Data for this task
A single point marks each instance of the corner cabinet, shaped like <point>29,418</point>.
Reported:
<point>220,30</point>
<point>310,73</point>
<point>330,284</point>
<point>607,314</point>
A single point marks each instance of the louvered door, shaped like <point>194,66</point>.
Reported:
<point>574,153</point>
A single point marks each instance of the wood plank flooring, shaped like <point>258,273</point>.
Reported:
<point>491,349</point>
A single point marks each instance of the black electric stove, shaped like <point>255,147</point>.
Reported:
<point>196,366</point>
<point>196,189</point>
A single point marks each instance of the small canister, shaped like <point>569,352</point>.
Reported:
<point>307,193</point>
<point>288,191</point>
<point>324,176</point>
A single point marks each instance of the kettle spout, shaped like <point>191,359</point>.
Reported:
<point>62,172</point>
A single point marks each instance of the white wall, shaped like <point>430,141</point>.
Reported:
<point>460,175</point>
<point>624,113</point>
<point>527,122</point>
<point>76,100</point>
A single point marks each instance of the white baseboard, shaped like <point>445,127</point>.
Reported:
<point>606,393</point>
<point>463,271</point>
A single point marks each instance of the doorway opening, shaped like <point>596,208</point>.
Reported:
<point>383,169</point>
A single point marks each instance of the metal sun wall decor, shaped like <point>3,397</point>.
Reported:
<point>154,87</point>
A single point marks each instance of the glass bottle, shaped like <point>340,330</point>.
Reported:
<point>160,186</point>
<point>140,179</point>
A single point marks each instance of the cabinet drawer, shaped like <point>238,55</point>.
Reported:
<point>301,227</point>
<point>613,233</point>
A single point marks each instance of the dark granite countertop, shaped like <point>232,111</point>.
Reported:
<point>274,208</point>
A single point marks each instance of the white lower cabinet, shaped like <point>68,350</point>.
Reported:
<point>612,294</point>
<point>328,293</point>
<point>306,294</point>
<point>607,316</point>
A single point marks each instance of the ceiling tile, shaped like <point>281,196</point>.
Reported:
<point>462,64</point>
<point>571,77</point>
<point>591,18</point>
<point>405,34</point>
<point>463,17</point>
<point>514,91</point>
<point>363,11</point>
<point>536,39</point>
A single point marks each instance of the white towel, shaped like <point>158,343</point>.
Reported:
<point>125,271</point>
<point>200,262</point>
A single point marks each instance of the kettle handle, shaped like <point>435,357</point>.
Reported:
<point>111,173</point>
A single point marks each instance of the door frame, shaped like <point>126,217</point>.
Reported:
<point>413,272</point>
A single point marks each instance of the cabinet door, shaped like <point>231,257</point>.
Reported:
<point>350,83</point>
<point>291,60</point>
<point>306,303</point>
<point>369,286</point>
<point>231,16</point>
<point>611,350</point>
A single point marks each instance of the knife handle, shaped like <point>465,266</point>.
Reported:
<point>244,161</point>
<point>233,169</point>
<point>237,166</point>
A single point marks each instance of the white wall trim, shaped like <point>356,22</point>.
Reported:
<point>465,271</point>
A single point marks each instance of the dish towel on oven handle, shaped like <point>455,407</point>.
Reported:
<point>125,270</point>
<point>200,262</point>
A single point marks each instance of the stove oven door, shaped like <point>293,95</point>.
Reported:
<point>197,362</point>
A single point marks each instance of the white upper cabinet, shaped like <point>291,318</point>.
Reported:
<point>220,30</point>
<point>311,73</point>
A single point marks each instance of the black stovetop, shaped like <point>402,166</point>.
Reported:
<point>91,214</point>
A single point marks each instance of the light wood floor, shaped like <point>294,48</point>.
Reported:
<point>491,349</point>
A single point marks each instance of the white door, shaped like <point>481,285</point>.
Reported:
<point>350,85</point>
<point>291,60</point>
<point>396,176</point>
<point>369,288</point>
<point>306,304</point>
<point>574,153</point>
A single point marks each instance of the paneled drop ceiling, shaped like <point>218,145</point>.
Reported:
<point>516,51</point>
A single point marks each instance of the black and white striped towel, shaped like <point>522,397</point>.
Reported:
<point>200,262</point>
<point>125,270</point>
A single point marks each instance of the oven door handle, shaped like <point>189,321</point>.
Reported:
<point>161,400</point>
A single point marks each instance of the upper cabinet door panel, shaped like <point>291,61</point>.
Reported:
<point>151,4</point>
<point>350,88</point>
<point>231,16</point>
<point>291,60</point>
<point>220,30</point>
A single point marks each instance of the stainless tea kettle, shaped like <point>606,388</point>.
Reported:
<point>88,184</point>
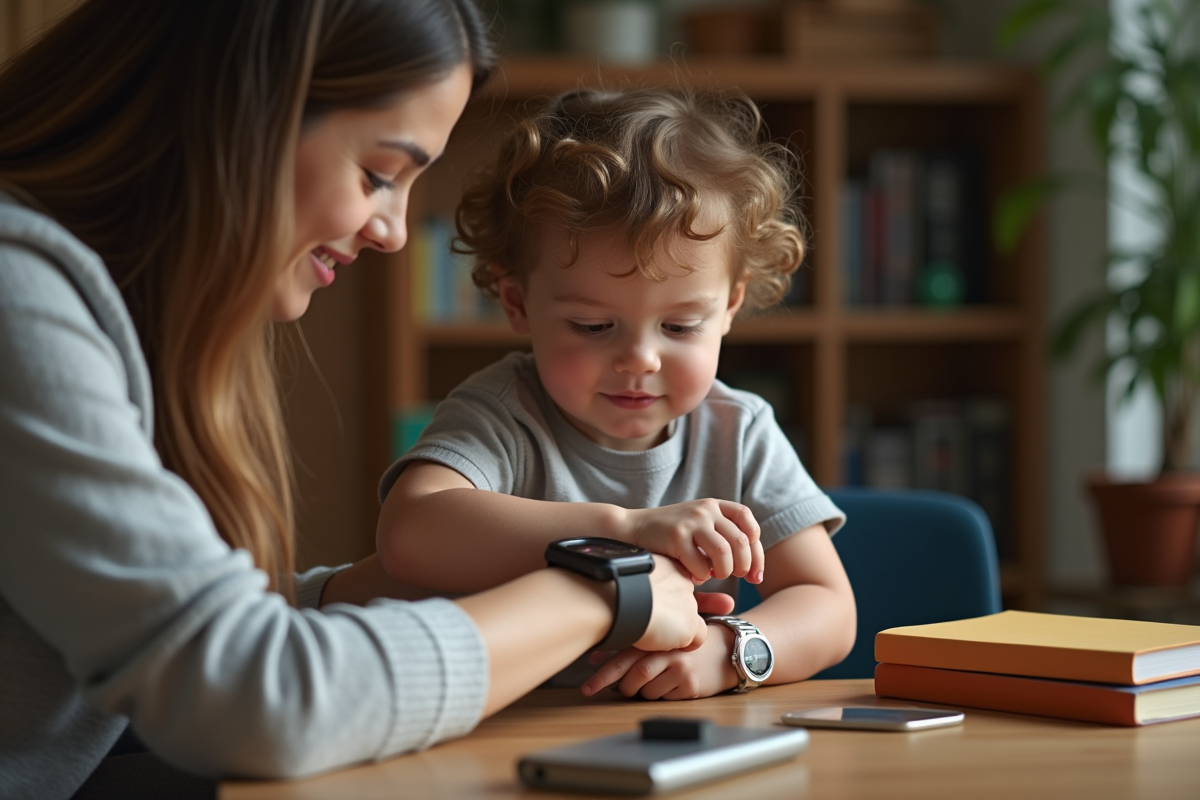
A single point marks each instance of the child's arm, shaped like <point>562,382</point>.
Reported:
<point>808,615</point>
<point>437,530</point>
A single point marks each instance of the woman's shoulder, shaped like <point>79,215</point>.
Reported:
<point>42,264</point>
<point>54,288</point>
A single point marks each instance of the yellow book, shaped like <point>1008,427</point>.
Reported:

Goal
Please reproduce word for word every line of the entries above, from the line containing "A single point marks each instance of the white lower" down to the line containing "<point>465,271</point>", including both of those lines.

Solution for this exercise
A single point marks each instance of the white lower cabinet, shaped like <point>68,350</point>.
Reported:
<point>612,294</point>
<point>328,293</point>
<point>306,294</point>
<point>607,316</point>
A single point marks each instance of the ceiling tile, shaped like <point>281,196</point>.
Reported:
<point>462,64</point>
<point>571,77</point>
<point>591,18</point>
<point>405,34</point>
<point>463,17</point>
<point>514,91</point>
<point>363,11</point>
<point>536,39</point>
A single point marks each instance of the white towel, shaped like <point>158,343</point>.
Reported:
<point>125,271</point>
<point>200,262</point>
A single point marks each instance of the kettle handle, shaped like <point>435,357</point>.
Reported:
<point>111,173</point>
A single point marks each instance of the door frame, shaped like <point>126,217</point>.
Reported:
<point>413,272</point>
A single point marks each instance of the cabinet door, shaped like <point>231,257</point>.
Reported:
<point>350,83</point>
<point>291,60</point>
<point>306,303</point>
<point>369,286</point>
<point>231,16</point>
<point>611,350</point>
A single point marks each instance of the knife handle, shaped like <point>465,266</point>.
Reported:
<point>244,161</point>
<point>233,169</point>
<point>237,166</point>
A single point marks each instance of the white wall trim, shaped like <point>356,22</point>.
Reported:
<point>465,271</point>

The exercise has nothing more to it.